* [What the task requires]:
Change "grassland" to "meadow" everywhere it occurs in the records below, and leave every other part of them as it is.

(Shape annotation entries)
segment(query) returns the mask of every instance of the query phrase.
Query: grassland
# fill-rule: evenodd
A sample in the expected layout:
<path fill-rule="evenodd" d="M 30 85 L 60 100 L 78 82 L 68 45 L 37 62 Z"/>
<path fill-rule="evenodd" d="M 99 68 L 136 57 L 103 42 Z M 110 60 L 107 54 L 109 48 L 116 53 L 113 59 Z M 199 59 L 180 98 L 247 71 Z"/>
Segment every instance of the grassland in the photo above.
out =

* [Correct result]:
segment(query) returns the mask of every instance of the query phrase.
Query: meadow
# fill-rule: evenodd
A sample in the expected layout:
<path fill-rule="evenodd" d="M 30 85 L 60 100 L 78 82 L 68 45 L 37 62 Z"/>
<path fill-rule="evenodd" d="M 99 68 L 136 57 L 103 42 Z M 110 60 L 107 54 L 109 48 L 116 53 L 113 59 Z M 199 59 L 180 98 L 247 71 Z"/>
Segment every instance of the meadow in the photo above.
out =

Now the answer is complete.